AIM OF THE TASK
In the passage on rice yields and arsenic:
1. By what percentage could global rice yields drop by 2100?
2. From what region did the soil used in the greenhouse experiment come?
3. Why is rice the first food given to infants in many cultures?

Segment Start: PASSAGE

A new study by Stanford University in the United States has said that global yields of rice, the world’s largest staple food crop, could drop by 40 percent by 2100, affecting two billion people.
This straight drop in the yields would be caused by increasing temperatures. The study further mentioned that changes in the chemistry of the soil due to increased temperatures would cause the rice grown to contain twice as much toxic arsenic than the rice that is consumed today.
In order to come to a conclusion, the researchers grew a medium-sized rice variety in soil from California’s rice-growing region (Sacramento Valley). The experiment took place in greenhouses, the temperatures of which were based on a five-degree Celsius temperature increase.
Carbon dioxide levels were increased to twice as much as what they are today. Both, the temperature of the greenhouse and the carbon dioxide level were based on estimates by the Intergovernmental Panel on Climate Change (IPCC).
The higher temperatures, the inherent arsenic in the soil was destabilized and taken up by the rice plants. The arsenic went on to inhibit the absorption of nutrients and decrease the plants’ growth and development, causing yields to plummet by 40 percent.
This development is worrisome because the increased levels of arsenic could pose health threats to adults and infants alike.
Consistent exposure to arsenic causes skin lesions, cancers, exacerbation of lung disease and death. Since rice is also the first food that is given to infants in many cultures because it is low in allergens, infants are especially at risk.

Segment End: PASSAGE
Segment Start: DATA LISTING

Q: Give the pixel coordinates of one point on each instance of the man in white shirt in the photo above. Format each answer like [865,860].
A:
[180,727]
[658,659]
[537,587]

Segment End: DATA LISTING

SOLUTION BELOW
1. 40 percent
2. California's rice-growing region (Sacramento Valley)
3. It is low in allergens.